* _Your task_
Would you return the complete listing below word for word?

..........

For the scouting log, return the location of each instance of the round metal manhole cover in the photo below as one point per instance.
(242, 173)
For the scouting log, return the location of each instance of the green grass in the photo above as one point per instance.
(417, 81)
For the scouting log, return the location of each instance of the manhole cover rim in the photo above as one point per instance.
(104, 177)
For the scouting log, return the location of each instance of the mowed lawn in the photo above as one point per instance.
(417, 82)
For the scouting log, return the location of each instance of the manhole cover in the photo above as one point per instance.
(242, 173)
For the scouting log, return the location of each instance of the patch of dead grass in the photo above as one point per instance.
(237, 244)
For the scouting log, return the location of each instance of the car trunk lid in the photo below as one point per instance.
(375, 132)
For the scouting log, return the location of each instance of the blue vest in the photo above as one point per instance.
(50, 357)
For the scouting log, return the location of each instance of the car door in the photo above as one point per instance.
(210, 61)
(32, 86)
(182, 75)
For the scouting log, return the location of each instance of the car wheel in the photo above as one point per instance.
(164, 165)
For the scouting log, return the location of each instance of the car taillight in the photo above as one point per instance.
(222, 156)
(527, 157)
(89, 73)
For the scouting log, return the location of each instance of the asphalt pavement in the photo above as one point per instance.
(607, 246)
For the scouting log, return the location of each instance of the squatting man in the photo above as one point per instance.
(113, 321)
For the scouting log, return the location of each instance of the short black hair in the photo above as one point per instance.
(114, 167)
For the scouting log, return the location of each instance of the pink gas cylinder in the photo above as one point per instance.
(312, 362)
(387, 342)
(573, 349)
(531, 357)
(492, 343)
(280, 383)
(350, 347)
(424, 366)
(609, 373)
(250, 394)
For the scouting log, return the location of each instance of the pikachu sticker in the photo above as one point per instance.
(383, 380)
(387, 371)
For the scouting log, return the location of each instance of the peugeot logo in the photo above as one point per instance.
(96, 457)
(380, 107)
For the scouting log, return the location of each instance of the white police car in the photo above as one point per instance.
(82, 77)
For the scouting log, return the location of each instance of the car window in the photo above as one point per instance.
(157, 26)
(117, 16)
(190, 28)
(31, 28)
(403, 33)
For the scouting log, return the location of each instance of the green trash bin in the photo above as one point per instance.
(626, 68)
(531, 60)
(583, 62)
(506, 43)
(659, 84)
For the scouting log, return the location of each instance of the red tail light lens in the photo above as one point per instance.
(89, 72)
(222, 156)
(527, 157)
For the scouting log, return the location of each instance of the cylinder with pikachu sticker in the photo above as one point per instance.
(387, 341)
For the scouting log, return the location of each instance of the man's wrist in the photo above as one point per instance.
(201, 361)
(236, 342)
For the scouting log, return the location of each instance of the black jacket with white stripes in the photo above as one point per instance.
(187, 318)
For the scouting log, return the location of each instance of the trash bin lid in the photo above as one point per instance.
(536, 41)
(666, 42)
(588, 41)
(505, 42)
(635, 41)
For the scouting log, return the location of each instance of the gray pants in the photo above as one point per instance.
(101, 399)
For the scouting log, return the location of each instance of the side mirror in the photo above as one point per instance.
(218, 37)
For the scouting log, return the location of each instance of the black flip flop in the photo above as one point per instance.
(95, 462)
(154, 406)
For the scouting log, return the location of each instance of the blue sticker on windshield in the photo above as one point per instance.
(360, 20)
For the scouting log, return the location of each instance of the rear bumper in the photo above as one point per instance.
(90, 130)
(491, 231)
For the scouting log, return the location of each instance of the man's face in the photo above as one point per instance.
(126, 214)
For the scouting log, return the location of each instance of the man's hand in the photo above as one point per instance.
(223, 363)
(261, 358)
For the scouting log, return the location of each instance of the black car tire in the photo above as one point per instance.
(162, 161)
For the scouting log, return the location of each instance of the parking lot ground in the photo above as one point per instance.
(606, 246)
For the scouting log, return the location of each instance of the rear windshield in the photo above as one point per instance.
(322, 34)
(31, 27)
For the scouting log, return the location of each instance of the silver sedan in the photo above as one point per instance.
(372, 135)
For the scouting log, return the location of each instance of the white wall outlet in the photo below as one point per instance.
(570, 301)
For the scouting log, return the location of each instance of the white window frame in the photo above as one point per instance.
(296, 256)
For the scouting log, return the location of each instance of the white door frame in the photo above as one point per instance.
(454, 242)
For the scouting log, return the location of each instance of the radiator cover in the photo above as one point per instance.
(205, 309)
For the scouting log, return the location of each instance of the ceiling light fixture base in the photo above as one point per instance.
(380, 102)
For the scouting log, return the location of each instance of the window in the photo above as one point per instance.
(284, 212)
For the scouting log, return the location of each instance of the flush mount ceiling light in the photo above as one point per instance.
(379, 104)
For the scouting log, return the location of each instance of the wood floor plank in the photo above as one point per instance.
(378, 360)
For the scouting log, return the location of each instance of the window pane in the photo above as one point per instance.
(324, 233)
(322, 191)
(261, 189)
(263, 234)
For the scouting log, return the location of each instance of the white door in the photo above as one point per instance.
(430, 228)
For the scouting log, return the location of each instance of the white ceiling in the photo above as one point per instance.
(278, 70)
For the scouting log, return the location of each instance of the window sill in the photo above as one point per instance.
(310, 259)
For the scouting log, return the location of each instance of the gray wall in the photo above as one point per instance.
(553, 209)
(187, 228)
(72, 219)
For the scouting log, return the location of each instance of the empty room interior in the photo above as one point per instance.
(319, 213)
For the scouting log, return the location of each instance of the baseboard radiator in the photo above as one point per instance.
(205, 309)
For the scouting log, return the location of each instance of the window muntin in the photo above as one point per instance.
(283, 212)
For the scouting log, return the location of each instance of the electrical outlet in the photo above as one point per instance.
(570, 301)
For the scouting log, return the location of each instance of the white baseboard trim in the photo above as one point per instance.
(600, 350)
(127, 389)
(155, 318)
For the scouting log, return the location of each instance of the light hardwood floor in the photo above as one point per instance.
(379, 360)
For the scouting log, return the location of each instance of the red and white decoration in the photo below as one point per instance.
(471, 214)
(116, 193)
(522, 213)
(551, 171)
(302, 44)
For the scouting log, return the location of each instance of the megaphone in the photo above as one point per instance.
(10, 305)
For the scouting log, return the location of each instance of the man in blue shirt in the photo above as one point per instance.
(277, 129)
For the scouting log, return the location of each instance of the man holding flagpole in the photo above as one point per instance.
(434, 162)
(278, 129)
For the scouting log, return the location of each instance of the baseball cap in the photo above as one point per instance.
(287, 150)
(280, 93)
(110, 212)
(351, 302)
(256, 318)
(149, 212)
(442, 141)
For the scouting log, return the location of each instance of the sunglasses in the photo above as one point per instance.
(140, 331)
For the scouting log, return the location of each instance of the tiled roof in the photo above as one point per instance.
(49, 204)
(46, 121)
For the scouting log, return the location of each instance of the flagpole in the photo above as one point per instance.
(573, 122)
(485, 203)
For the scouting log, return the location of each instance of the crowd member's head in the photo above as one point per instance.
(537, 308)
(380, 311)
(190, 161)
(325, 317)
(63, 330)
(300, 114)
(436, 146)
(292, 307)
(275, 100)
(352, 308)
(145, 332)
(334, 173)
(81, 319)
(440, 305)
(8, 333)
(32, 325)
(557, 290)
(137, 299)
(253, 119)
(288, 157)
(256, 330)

..........

* _Answer to this problem_
For the scouting log, return the location of each instance of the round metal manhole cover in the photo below as one point per instance.
(242, 173)
For the scouting log, return the location of each instance of the green grass in the photo above as one point per instance.
(417, 81)
For the scouting log, return the location of each instance of the manhole cover rim in the photo above as one point per instance.
(104, 177)
For the scouting log, return the location of each instance of the mowed lawn in the photo above as one point per instance.
(417, 82)
For the scouting log, return the location of each instance of the manhole cover in the photo above as one point per instance.
(242, 173)
For the scouting log, return the location of each instance of the patch of dead grass in the photo above as one point per instance.
(237, 244)
For the scouting log, return the location of each instance of the car trunk lid in the photo below as one point per instance.
(375, 132)
For the scouting log, return the location of each instance of the blue vest in the photo above as one point per instance.
(50, 357)
For the scouting log, return the location of each instance of the car door in the photo above as one point per instance.
(210, 61)
(32, 86)
(182, 75)
For the scouting log, return the location of each instance of the car wheel in the photo above as one point per instance.
(164, 165)
For the scouting log, return the location of each instance of the car taillight in the photo above as one point per instance.
(222, 156)
(527, 157)
(89, 73)
For the scouting log, return the location of each instance of the asphalt pavement in the photo above as one point per instance.
(607, 246)
For the scouting log, return the location of each instance of the squatting man in the photo above as one point per instance.
(113, 321)
For the scouting log, return the location of each instance of the short black hair in the photo above as one point per instance.
(114, 167)
For the scouting log, return the location of each instance of the pink gas cylinder in the photo above as one point per instance.
(312, 362)
(387, 342)
(573, 349)
(531, 357)
(492, 343)
(280, 383)
(350, 347)
(424, 366)
(609, 373)
(250, 394)
For the scouting log, return the location of each instance of the pikachu sticker in the photo above as one point per instance.
(383, 380)
(387, 371)
For the scouting log, return the location of each instance of the peugeot logo in the photo above as one point per instance.
(96, 457)
(380, 107)
For the scouting log, return the location of each instance of the white police car in the photo above as one point per instance.
(82, 77)
For the scouting log, return the location of each instance of the car window in the photo above as one point per instance.
(157, 26)
(117, 16)
(190, 28)
(31, 28)
(403, 33)
For the scouting log, return the location of each instance of the green trash bin in the photo above as one point per instance.
(626, 68)
(531, 60)
(583, 62)
(506, 43)
(659, 84)
For the scouting log, return the location of each instance of the red tail light lens in the photo above as one point per instance.
(89, 72)
(222, 156)
(527, 157)
For the scouting log, return the location of each instance of the cylinder with pikachu sticker in the photo above as one point per instance.
(387, 341)
For the scouting log, return the location of each instance of the man's wrist in the photo above as one point per instance.
(201, 361)
(236, 342)
For the scouting log, return the location of each instance of the black jacket with white stripes in the photo above as one point per instance.
(187, 318)
For the scouting log, return the location of each instance of the trash bin lid in the photo above as one point per instance.
(536, 41)
(666, 42)
(588, 41)
(505, 42)
(635, 41)
For the scouting log, return the location of each instance of the gray pants in the photo above as one point per instance.
(101, 399)
For the scouting log, return the location of each instance of the side mirror in the photo above as one point per instance.
(218, 37)
For the scouting log, return the location of each instance of the black flip flop in the photo above as one point per instance.
(95, 462)
(154, 406)
For the scouting log, return the location of each instance of the blue sticker on windshield in the photo above as one point per instance.
(360, 20)
For the scouting log, return the location of each instance of the rear bumper in the photo above as one point per instance.
(90, 130)
(491, 231)
For the scouting log, return the location of each instance of the man's face in the photo above as one point per instance.
(126, 214)
For the scouting log, return the location of each instance of the man's hand in the photo above as one point per instance.
(223, 363)
(261, 358)
For the scouting log, return the location of each instance of the black car tire in the photo above as one point per instance.
(162, 161)
For the scouting log, return the location of each instance of the parking lot ground in the photo above as one point per instance.
(606, 246)
For the scouting log, return the location of each instance of the rear windshield in the photo above as one point per instance.
(322, 34)
(31, 27)
For the scouting log, return the location of each instance of the silver sedan in the photo above as one point per instance.
(372, 135)
For the scouting log, return the location of each instance of the white wall outlet in the photo below as one point per instance.
(570, 301)
For the scouting log, return the location of each instance of the white window frame in the photo above as one point per instance.
(296, 256)
For the scouting log, return the location of each instance of the white door frame in the photo above as one point per instance.
(454, 242)
For the scouting log, return the location of each instance of the radiator cover in the photo above as one point per instance.
(205, 309)
For the scouting log, return the location of each instance of the ceiling light fixture base in the photo above as one point per instance.
(380, 102)
For the scouting log, return the location of each instance of the window in the photo above as one point per instance.
(284, 212)
For the scouting log, return the location of each instance of the flush mount ceiling light in the photo above as one point per instance.
(379, 104)
For the scouting log, return the location of each instance of the wood floor plank in the photo above as one point per instance.
(378, 360)
For the scouting log, return the location of each instance of the window pane in the photo above as one point per instance.
(324, 233)
(322, 191)
(261, 189)
(263, 234)
For the scouting log, return the location of each instance of the white door in the photo above as one point per instance.
(430, 228)
For the scouting log, return the location of each instance of the white ceiling in the photo above as one point per instance.
(278, 70)
For the scouting log, return the location of each instance of the window sill in the photo above as one point per instance.
(310, 259)
For the scouting log, return the location of each instance of the gray wall in the photo above as one point per instance.
(553, 209)
(187, 228)
(72, 219)
For the scouting log, return the location of each instance of the empty room interior in the photo above as one point per instance.
(319, 213)
For the scouting log, return the location of each instance of the baseboard radiator in the photo above as one point per instance.
(205, 309)
For the scouting log, return the location of each instance of the window muntin in the photo above as one point per instance.
(283, 212)
For the scouting log, return the location of each instance of the electrical outlet in the photo above as one point per instance.
(570, 301)
For the scouting log, return the location of each instance of the white baseboard trim in the photo above as one point per instance.
(600, 350)
(127, 389)
(155, 318)
For the scouting log, return the location of each instance of the light hardwood floor in the photo above as one point per instance.
(379, 360)
For the scouting log, return the location of each instance of the red and white decoration in the photo below as one point per instance.
(471, 214)
(116, 193)
(522, 213)
(551, 171)
(302, 44)
For the scouting log, return the location of each instance of the megaphone in the photo above as one point per instance.
(10, 305)
For the scouting log, return the location of each instance of the man in blue shirt in the photo above as one point per instance.
(277, 129)
For the scouting log, return the location of each instance of the man holding flagpole in the photo above as one point per instance.
(434, 162)
(278, 129)
For the scouting log, return the location of each instance of the baseball cap in the photo above as one point per instance.
(287, 150)
(280, 93)
(110, 212)
(351, 302)
(256, 318)
(149, 212)
(442, 141)
For the scouting log, return the location of each instance of the sunglasses in the photo above as one point per instance.
(140, 331)
For the scouting log, return the location of each instance of the tiled roof in the photo above as one point per instance.
(49, 204)
(46, 121)
For the scouting log, return the location of each instance of the flagpole in the photo above as one point per instance.
(573, 122)
(485, 203)
For the scouting log, return the location of each instance of the crowd member's head in the photo above as one point per instance.
(537, 308)
(380, 311)
(190, 161)
(325, 317)
(63, 330)
(300, 114)
(436, 146)
(292, 307)
(275, 100)
(352, 308)
(145, 332)
(334, 173)
(81, 319)
(440, 305)
(8, 333)
(32, 325)
(557, 290)
(137, 299)
(253, 119)
(288, 157)
(256, 330)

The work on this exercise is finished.